Return every line of the records that contains the string "rough", treating uppercase and lowercase as different.

[[ DATA FOR THIS EXERCISE, beginning ]]

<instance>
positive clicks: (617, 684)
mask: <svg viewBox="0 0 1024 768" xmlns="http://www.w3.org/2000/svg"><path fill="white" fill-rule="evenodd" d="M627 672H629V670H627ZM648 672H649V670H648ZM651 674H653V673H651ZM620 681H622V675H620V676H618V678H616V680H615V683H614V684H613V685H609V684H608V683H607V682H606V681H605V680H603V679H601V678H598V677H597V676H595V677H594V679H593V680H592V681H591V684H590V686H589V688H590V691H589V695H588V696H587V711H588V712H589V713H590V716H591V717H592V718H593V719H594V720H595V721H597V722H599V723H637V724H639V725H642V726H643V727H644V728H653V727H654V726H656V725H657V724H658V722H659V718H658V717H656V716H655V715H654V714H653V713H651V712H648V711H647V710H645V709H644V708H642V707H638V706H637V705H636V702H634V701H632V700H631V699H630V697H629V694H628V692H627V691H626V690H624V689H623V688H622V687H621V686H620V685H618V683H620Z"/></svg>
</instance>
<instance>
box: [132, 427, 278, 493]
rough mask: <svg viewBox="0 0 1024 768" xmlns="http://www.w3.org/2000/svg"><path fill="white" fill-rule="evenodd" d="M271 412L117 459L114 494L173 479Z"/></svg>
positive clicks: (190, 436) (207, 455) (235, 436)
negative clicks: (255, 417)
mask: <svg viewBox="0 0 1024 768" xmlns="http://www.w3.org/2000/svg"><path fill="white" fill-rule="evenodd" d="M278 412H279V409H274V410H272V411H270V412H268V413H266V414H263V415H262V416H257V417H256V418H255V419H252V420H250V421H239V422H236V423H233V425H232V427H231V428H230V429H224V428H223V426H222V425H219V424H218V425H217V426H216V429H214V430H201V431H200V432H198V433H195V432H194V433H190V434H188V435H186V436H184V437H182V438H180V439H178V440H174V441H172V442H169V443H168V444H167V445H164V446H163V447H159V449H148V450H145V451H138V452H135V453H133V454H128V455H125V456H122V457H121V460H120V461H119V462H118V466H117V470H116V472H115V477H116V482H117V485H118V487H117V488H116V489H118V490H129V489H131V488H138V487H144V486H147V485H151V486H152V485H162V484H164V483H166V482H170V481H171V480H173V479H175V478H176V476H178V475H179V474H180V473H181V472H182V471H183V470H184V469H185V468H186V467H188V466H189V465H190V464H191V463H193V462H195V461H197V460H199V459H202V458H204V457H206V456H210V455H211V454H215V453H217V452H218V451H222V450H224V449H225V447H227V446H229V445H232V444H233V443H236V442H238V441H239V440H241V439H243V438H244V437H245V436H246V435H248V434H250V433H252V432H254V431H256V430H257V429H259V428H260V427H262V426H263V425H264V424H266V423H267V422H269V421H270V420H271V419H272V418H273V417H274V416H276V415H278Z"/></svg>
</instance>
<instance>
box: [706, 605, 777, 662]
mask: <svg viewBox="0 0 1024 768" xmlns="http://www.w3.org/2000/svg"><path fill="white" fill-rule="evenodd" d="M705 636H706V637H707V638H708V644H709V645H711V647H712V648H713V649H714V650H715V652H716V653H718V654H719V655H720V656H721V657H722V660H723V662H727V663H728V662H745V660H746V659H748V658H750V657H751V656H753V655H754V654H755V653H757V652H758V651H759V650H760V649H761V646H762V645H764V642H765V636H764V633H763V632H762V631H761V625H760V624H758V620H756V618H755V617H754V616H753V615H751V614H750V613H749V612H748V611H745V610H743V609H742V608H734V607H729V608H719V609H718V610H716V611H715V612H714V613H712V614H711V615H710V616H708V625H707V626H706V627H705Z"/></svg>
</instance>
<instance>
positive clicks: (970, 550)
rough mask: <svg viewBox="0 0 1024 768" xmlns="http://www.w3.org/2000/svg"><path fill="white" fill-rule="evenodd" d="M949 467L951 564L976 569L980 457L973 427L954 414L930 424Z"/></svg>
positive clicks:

[[ DATA FOR THIS EXERCISE, end ]]

[ANSWER FOR THIS EXERCISE]
rough mask: <svg viewBox="0 0 1024 768" xmlns="http://www.w3.org/2000/svg"><path fill="white" fill-rule="evenodd" d="M271 412L117 459L114 494L173 479Z"/></svg>
rough mask: <svg viewBox="0 0 1024 768" xmlns="http://www.w3.org/2000/svg"><path fill="white" fill-rule="evenodd" d="M949 467L951 564L976 569L980 457L973 427L954 414L930 424Z"/></svg>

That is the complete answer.